**AIM OF THE TASK**
A faithful copy is required. Print each line of the data exactly and omit the pictures.

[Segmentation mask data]
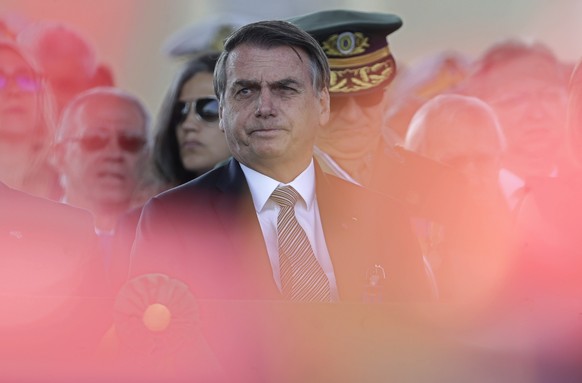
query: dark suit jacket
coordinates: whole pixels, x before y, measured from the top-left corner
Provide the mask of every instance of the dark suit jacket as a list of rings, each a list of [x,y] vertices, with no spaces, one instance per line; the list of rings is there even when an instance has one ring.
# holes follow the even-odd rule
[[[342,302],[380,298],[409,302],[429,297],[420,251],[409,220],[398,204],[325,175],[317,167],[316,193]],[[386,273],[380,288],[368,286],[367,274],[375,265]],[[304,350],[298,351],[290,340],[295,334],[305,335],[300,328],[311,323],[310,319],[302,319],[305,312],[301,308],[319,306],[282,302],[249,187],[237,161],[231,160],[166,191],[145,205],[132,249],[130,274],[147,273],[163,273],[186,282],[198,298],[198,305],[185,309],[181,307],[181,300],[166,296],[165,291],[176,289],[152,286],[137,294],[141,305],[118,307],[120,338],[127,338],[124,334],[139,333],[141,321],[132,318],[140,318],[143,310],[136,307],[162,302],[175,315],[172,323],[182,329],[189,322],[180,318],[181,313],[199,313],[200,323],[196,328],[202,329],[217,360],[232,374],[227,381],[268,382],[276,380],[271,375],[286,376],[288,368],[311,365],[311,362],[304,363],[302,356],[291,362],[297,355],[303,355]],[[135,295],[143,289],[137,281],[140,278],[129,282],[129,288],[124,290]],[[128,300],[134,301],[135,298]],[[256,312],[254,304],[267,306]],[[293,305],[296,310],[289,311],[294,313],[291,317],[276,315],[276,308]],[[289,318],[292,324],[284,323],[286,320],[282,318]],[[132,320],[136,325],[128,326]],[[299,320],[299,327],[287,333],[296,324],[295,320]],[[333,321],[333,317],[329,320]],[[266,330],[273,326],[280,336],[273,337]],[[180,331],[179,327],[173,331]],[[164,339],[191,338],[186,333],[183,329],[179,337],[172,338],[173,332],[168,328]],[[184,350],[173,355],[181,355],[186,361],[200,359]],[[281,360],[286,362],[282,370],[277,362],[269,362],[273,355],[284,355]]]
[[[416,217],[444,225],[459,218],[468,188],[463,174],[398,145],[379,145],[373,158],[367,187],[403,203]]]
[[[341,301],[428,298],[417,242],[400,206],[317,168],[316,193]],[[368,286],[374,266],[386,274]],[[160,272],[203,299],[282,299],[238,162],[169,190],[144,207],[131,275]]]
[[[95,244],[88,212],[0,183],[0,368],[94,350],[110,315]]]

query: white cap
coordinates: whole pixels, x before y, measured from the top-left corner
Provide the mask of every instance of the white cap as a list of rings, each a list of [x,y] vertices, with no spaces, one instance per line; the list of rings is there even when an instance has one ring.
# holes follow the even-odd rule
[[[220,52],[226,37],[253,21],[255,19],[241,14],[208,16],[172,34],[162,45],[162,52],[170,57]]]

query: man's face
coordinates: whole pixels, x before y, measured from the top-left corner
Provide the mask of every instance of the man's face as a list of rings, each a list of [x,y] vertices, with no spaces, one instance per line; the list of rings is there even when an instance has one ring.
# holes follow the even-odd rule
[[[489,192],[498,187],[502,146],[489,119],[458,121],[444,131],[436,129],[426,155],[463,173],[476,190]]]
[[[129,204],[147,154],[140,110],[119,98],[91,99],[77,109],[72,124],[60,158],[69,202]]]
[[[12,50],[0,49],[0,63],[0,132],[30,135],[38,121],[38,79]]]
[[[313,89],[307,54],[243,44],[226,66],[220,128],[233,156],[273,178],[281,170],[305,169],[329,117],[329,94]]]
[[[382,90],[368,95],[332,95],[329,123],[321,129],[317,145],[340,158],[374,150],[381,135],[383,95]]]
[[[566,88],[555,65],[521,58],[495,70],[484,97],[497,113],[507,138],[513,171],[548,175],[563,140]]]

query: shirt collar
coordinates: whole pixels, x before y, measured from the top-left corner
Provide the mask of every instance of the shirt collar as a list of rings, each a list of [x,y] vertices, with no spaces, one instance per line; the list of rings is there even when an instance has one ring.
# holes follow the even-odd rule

**COMPLETED TASK**
query: dark suit jacket
coordinates: whole pixels, x before y, measured from the top-left corner
Provide the mask of every instance of the dark suit jacket as a list of rings, each a list of [x,y] vertices, with no spaces, one instance per line; the list of rings is there even when an instance has one ring.
# holes follow the even-odd rule
[[[342,302],[380,298],[409,302],[429,297],[420,251],[409,220],[398,204],[325,175],[317,167],[316,193]],[[386,273],[380,288],[368,286],[367,274],[375,265]],[[304,350],[298,351],[290,340],[295,334],[305,335],[300,328],[311,323],[310,319],[302,319],[305,312],[301,308],[319,306],[282,302],[249,187],[237,161],[231,160],[166,191],[145,205],[132,249],[130,274],[147,273],[163,273],[186,282],[198,298],[198,305],[185,309],[181,307],[181,300],[166,296],[165,291],[176,289],[152,286],[137,294],[141,305],[118,307],[120,338],[127,338],[124,334],[139,333],[141,321],[132,318],[140,318],[143,310],[136,307],[162,302],[175,315],[172,323],[182,329],[189,322],[180,318],[181,313],[199,313],[200,323],[196,328],[202,329],[217,360],[232,374],[227,381],[268,382],[276,380],[271,375],[286,376],[288,368],[311,365],[311,362],[304,363],[302,356],[291,362],[297,355],[303,355]],[[135,295],[143,289],[137,281],[140,278],[129,282],[129,288],[124,290]],[[128,300],[134,301],[135,298]],[[256,312],[254,304],[267,306]],[[293,305],[296,310],[289,311],[294,313],[291,317],[276,315],[276,308]],[[289,318],[292,324],[284,323],[286,320],[282,318]],[[132,320],[136,325],[128,326]],[[299,320],[299,327],[287,333],[296,324],[295,320]],[[333,321],[333,317],[329,320]],[[266,330],[273,326],[280,336],[273,337]],[[180,331],[179,327],[173,331]],[[164,339],[191,338],[186,333],[183,329],[179,337],[172,338],[173,332],[168,328]],[[184,350],[173,355],[181,355],[186,361],[200,359]],[[281,360],[286,362],[282,370],[277,362],[269,362],[273,355],[284,355]]]
[[[416,217],[444,225],[459,218],[468,188],[463,174],[398,145],[379,145],[373,158],[367,187],[403,203]]]
[[[341,301],[428,298],[417,242],[400,206],[317,168],[316,193]],[[368,286],[374,266],[386,274]],[[160,272],[203,299],[282,299],[238,162],[169,190],[144,207],[131,275]]]
[[[95,244],[88,212],[0,183],[0,368],[94,350],[110,315]]]

query: white cap
coordinates: whole pixels, x before y, measured from the top-left corner
Provide the mask of every instance of the white cap as a list of rings, each a list of [x,y] vertices, with no spaces, one instance per line; the list of rings is there even when an instance has one ring.
# holes follow the even-odd rule
[[[220,52],[226,37],[253,21],[255,19],[241,14],[208,16],[172,34],[162,45],[162,52],[170,57]]]

query: man's face
coordinates: whole pixels, x before y, measured from the top-left corner
Provide the mask of every instance of the man's face as a list of rings, each a list of [x,y] vertices, with no spaces, one instance per line; the list of rings is there even when an instance has one ring.
# holes follow the even-odd rule
[[[489,192],[498,187],[502,146],[489,119],[458,121],[444,131],[436,129],[426,155],[463,173],[476,190]]]
[[[129,204],[147,154],[140,110],[119,98],[91,99],[77,109],[72,124],[60,158],[69,202]]]
[[[12,50],[0,49],[0,63],[0,132],[30,135],[38,121],[38,79]]]
[[[313,89],[307,54],[243,44],[226,66],[220,128],[233,156],[273,178],[281,170],[305,169],[329,117],[329,94]]]
[[[382,90],[368,95],[332,95],[329,123],[321,129],[317,145],[340,158],[374,150],[381,135],[383,95]]]
[[[566,88],[555,65],[521,58],[495,70],[484,97],[497,113],[507,138],[513,171],[548,175],[563,140]]]

query: shirt collar
coordinates: whole pixels, x before y, measured from the top-left corner
Provide the mask of every instance of the shirt collar as a list of rings, each a list of [x,y] vertices, with no spaces, one instance per line; the list of rings is there even when an instance has one ring.
# holes follow the even-odd rule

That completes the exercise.